-- Begin --

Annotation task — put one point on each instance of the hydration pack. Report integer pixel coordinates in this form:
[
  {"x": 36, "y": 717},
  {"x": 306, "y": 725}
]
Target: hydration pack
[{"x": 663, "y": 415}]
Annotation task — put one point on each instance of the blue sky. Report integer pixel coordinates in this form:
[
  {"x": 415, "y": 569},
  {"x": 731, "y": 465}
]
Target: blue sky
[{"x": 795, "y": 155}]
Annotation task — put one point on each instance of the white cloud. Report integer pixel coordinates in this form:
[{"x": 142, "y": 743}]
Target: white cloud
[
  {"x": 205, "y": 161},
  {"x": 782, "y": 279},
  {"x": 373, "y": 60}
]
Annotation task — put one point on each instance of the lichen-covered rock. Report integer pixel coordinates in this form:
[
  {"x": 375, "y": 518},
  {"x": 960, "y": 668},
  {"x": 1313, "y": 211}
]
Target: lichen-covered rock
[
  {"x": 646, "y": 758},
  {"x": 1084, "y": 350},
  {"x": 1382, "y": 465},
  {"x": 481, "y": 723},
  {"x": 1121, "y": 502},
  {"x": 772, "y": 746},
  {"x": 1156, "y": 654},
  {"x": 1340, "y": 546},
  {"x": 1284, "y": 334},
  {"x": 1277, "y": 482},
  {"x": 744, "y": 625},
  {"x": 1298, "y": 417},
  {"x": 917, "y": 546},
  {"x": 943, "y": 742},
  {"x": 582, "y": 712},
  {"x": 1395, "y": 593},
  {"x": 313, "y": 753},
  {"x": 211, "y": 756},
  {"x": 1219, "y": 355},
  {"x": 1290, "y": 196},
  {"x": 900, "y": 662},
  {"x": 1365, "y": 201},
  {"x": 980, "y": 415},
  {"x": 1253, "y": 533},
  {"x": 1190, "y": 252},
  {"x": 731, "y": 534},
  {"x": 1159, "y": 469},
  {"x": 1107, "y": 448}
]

-- End --

[TASK BRIEF] Write every line of the records above as a JSON list of strings, one string per line, skipping any blank lines.

[FINAL RESULT]
[
  "Annotation task — put one point on each instance of the hydration pack. Report integer pixel coordinates in this form:",
  "[",
  "  {\"x\": 36, \"y\": 717},",
  "  {\"x\": 306, \"y\": 725}",
  "]",
  "Target: hydration pack",
  "[{\"x\": 663, \"y\": 415}]",
  "Annotation task — put one point on each instance of the blue sky. Report integer pixel coordinates in this form:",
  "[",
  "  {\"x\": 415, \"y\": 569},",
  "  {\"x\": 731, \"y\": 465}",
  "]",
  "Target: blue sky",
  "[{\"x\": 795, \"y\": 155}]",
  "Annotation task — put one point on each instance of the white cloud. Report integer pixel coordinates in this form:",
  "[{\"x\": 142, \"y\": 743}]",
  "Target: white cloud",
  "[",
  "  {\"x\": 205, \"y\": 161},",
  "  {\"x\": 782, \"y\": 279},",
  "  {\"x\": 373, \"y\": 60}",
  "]",
  "Annotation task — put one point on each instance of the lichen-covered rock. Report integer pixel coordinates in this form:",
  "[",
  "  {\"x\": 375, \"y\": 518},",
  "  {\"x\": 960, \"y\": 668},",
  "  {\"x\": 1313, \"y\": 211}",
  "]",
  "Target: lichen-covered rock",
  "[",
  "  {\"x\": 646, \"y\": 758},",
  "  {\"x\": 1084, \"y\": 350},",
  "  {\"x\": 1382, \"y\": 465},",
  "  {\"x\": 481, \"y\": 723},",
  "  {\"x\": 1121, \"y\": 502},",
  "  {\"x\": 772, \"y\": 746},",
  "  {\"x\": 1156, \"y\": 654},",
  "  {\"x\": 1340, \"y\": 546},",
  "  {\"x\": 1284, \"y\": 334},",
  "  {\"x\": 1277, \"y\": 482},",
  "  {\"x\": 744, \"y\": 625},",
  "  {\"x\": 1298, \"y\": 417},",
  "  {\"x\": 917, \"y\": 546},",
  "  {\"x\": 943, \"y\": 742},",
  "  {\"x\": 582, \"y\": 712},",
  "  {\"x\": 1395, \"y\": 593},",
  "  {\"x\": 313, \"y\": 753},",
  "  {\"x\": 211, \"y\": 756},",
  "  {\"x\": 1219, \"y\": 355},",
  "  {\"x\": 1290, \"y\": 196},",
  "  {\"x\": 900, \"y\": 662},",
  "  {\"x\": 1365, \"y\": 201},",
  "  {\"x\": 980, \"y\": 415},",
  "  {\"x\": 1253, \"y\": 533},",
  "  {\"x\": 1190, \"y\": 252},",
  "  {\"x\": 731, \"y\": 534},",
  "  {\"x\": 1159, \"y\": 469},",
  "  {\"x\": 1107, \"y\": 448}",
  "]"
]